##### Provided passage
One caveat for bashers: the kit’s carbon fibre rear shock tower is a racing weight-saver, but it’s potentially less impact-resistant than the alloy tower on the RTR. If your driving involves heavy landings, that’s worth factoring in (thanks to @Hutch_Davenport for raising this).
The Sneaky Extras Most People Miss
Many 1/8 kits don’t include tires and sometimes not a body shell either. The DSK kit does both. This is a help if you’ve ever priced 1/8 buggy tires or shells separately. Worth knowing before you write off the kit on price.
Diff Oil to Start With
Front and centre get 7,000 weight. Rear gets 3,000 weight. These are Rlaarlo’s defaults and they felt right for general off-road work. Pencil the weight on the outside of each diff housing as you fill them. Helps during the build if you pack up between assembly and installation!
Why You’ll Want Sealed Bearings
Almost every bearing in the DSK ships sealed, but there are a few shielded ones to be found. The distinction matters: shielded means a thin metal cover over the ball race, while sealed means a rubber lip that actually keeps grit and moisture out. For a clean race surface, shielded is fine, preferable even (less rolling resistance). For anywhere with dust, you’re inviting trouble. The four inner hub bearings are 15x21x4mm, and here are the sealed ones I fitted. Do this before your first run. Your future self will be thankful!
The 76mm Front Motor Trap
Here’s the one that caught me out. Up front, there’s only 76mm of clearance between the alloy motor mount and the steering bell crank, which is a moving part. Maximum motor length up front therefore: 74mm. A surprising number of popular 1/8 motors are 78mm long. Mine was. That single dimensional reality is why this review turned into two videos rather than one.
##########
### Required work
Quote the kit review between "The Sneaky Extras" and "kit on price.", inclusive. The rows that follow are not needed for any part of this exercise.
##### Entries shown
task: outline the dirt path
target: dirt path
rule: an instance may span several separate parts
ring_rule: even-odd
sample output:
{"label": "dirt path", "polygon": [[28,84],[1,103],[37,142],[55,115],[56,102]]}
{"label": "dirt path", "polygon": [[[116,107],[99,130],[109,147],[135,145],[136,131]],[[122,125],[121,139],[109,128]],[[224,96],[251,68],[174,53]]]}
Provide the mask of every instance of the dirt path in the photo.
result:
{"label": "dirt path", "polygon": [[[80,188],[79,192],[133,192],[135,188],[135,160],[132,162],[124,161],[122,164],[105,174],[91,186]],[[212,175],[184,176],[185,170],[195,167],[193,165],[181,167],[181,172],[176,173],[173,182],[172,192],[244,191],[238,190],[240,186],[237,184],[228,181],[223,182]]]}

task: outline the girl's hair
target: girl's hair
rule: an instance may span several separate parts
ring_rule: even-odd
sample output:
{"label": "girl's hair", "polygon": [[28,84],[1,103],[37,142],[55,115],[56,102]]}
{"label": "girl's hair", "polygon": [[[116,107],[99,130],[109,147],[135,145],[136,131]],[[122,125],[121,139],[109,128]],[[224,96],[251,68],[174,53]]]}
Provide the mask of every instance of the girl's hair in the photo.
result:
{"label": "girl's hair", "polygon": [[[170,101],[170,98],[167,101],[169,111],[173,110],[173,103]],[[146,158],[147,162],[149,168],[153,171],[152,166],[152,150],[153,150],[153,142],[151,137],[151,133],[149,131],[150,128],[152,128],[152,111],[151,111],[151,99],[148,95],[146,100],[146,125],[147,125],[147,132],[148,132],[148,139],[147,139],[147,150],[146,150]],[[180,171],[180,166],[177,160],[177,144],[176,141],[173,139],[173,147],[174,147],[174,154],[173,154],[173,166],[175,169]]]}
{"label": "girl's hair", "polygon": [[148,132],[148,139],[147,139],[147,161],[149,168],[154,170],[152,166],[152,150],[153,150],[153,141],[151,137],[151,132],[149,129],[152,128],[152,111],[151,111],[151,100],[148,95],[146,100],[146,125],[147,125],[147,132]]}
##########
### Solution below
The Sneaky Extras Most People Miss
Many 1/8 kits don’t include tires and sometimes not a body shell either. The DSK kit does both. This is a help if you’ve ever priced 1/8 buggy tires or shells separately. Worth knowing before you write off the kit on price.